◆ **Exercise instructions**
Copy out all the entries exactly.
───── Data for this exercise ─────
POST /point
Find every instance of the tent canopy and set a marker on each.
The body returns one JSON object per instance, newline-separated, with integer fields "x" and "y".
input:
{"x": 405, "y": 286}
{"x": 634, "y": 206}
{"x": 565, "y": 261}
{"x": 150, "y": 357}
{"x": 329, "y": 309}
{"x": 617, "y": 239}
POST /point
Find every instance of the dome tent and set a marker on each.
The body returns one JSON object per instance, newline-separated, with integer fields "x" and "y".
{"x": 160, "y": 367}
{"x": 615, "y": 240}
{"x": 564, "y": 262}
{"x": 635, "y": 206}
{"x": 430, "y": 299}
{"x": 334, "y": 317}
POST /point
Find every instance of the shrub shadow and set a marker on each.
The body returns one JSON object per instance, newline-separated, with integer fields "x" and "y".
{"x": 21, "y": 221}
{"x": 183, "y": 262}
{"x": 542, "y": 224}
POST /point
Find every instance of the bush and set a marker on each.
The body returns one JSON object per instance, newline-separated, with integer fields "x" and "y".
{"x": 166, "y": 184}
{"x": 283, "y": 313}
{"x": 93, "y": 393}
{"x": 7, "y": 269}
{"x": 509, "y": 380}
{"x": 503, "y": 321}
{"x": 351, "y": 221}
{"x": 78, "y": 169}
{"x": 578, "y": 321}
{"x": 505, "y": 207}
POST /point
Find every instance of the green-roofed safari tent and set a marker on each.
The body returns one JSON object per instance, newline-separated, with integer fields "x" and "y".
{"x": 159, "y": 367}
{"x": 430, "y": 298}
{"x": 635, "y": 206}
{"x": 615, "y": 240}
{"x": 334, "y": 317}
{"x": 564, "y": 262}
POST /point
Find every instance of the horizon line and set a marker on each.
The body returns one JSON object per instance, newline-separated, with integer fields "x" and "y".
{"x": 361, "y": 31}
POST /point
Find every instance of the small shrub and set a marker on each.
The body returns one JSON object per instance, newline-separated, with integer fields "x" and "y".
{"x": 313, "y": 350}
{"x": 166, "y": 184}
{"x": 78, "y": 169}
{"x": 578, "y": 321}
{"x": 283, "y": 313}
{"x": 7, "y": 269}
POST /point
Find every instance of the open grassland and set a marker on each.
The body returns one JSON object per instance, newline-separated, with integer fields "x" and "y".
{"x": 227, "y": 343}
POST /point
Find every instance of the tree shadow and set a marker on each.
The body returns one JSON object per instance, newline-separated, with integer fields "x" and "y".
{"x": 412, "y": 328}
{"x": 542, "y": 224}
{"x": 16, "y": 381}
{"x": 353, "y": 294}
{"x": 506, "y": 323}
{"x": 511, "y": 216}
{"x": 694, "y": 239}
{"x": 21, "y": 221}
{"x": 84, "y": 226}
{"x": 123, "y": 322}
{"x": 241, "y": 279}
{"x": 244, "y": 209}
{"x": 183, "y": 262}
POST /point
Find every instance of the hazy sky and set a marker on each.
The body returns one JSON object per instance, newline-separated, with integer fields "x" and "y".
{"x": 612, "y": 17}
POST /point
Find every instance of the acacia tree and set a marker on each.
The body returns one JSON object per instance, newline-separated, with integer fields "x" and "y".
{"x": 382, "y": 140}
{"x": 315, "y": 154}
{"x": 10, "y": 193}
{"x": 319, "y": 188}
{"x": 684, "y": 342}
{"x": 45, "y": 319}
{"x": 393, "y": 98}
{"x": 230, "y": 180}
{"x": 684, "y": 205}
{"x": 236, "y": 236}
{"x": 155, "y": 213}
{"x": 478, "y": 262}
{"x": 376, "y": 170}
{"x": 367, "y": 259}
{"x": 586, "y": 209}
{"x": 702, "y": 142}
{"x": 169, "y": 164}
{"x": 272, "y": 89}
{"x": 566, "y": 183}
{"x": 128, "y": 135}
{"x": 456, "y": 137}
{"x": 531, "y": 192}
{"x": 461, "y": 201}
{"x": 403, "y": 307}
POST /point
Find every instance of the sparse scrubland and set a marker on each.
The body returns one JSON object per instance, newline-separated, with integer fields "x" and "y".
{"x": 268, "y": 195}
─────
◆ **Worked answer**
POST /point
Find every instance of the tent canopy and set a marker on each.
The body returns one JSON object per instance, newline-separated, with integer fields "x" and "y".
input:
{"x": 405, "y": 286}
{"x": 634, "y": 206}
{"x": 565, "y": 261}
{"x": 150, "y": 357}
{"x": 329, "y": 309}
{"x": 617, "y": 239}
POST /point
Find every instance of the dome tent and set a marker on each.
The body returns one JSON object per instance, newline-separated, with integer fields "x" and "y".
{"x": 160, "y": 367}
{"x": 615, "y": 240}
{"x": 564, "y": 262}
{"x": 635, "y": 206}
{"x": 430, "y": 299}
{"x": 334, "y": 317}
POST /point
Find every instance of the shrub shadow and set a marker on each.
The body returns one JSON object per instance, newline-separated, with integer fields "x" and "y".
{"x": 21, "y": 221}
{"x": 183, "y": 262}
{"x": 542, "y": 224}
POST /point
Find every instance of the bush and set a marker on each.
The body returns one JSON object per instance, newline-separated, with integer fields "x" and "y".
{"x": 166, "y": 184}
{"x": 283, "y": 313}
{"x": 93, "y": 393}
{"x": 7, "y": 269}
{"x": 509, "y": 380}
{"x": 503, "y": 321}
{"x": 351, "y": 221}
{"x": 78, "y": 169}
{"x": 578, "y": 321}
{"x": 505, "y": 207}
POST /point
Find every instance of the green-roofed safari tent and set a marker on each.
The body returns one JSON object per instance, newline-separated, with integer fields "x" and "y".
{"x": 159, "y": 367}
{"x": 430, "y": 298}
{"x": 635, "y": 206}
{"x": 615, "y": 240}
{"x": 334, "y": 317}
{"x": 564, "y": 262}
POST /point
Find every instance of the horizon line and set a marker on each.
The body returns one JSON object per instance, newline-separated, with integer fields "x" and "y".
{"x": 361, "y": 31}
POST /point
Find every instance of the small shrub and set a marker on each.
The body returns one JSON object per instance, newline-separated, with integer fields "x" and "y".
{"x": 313, "y": 350}
{"x": 166, "y": 184}
{"x": 78, "y": 169}
{"x": 578, "y": 321}
{"x": 283, "y": 313}
{"x": 7, "y": 269}
POST /point
Find every instance of the open grassland and set a marker on each.
The body returns one JSON object per instance, newline-separated, with integer fields "x" and "y".
{"x": 227, "y": 343}
POST /point
Find every instance of the tree shadow and set a marker on each.
The body returns one JSON object per instance, newline-separated, with integer fields "x" and "y".
{"x": 412, "y": 328}
{"x": 542, "y": 224}
{"x": 16, "y": 381}
{"x": 353, "y": 294}
{"x": 506, "y": 323}
{"x": 511, "y": 216}
{"x": 694, "y": 239}
{"x": 21, "y": 221}
{"x": 84, "y": 226}
{"x": 123, "y": 322}
{"x": 241, "y": 279}
{"x": 244, "y": 209}
{"x": 183, "y": 262}
POST /point
Find every instance of the hazy sky and set a marker on each.
The body returns one JSON object per instance, newline-separated, with integer fields "x" and "y".
{"x": 612, "y": 17}
POST /point
Find every instance of the acacia tree and set a marker on each.
The body returns one JSON object per instance, newline-separated, with integer fields "x" and "y".
{"x": 382, "y": 140}
{"x": 315, "y": 154}
{"x": 10, "y": 193}
{"x": 319, "y": 188}
{"x": 684, "y": 342}
{"x": 45, "y": 319}
{"x": 393, "y": 98}
{"x": 230, "y": 180}
{"x": 684, "y": 205}
{"x": 236, "y": 236}
{"x": 155, "y": 213}
{"x": 478, "y": 262}
{"x": 376, "y": 170}
{"x": 367, "y": 259}
{"x": 586, "y": 209}
{"x": 702, "y": 142}
{"x": 169, "y": 164}
{"x": 272, "y": 89}
{"x": 566, "y": 183}
{"x": 128, "y": 135}
{"x": 456, "y": 137}
{"x": 531, "y": 192}
{"x": 461, "y": 201}
{"x": 403, "y": 307}
POST /point
Find every instance of the sparse scrubland and set a marker on each.
The body returns one JSON object per instance, newline-separated, with integer fields "x" and "y".
{"x": 268, "y": 195}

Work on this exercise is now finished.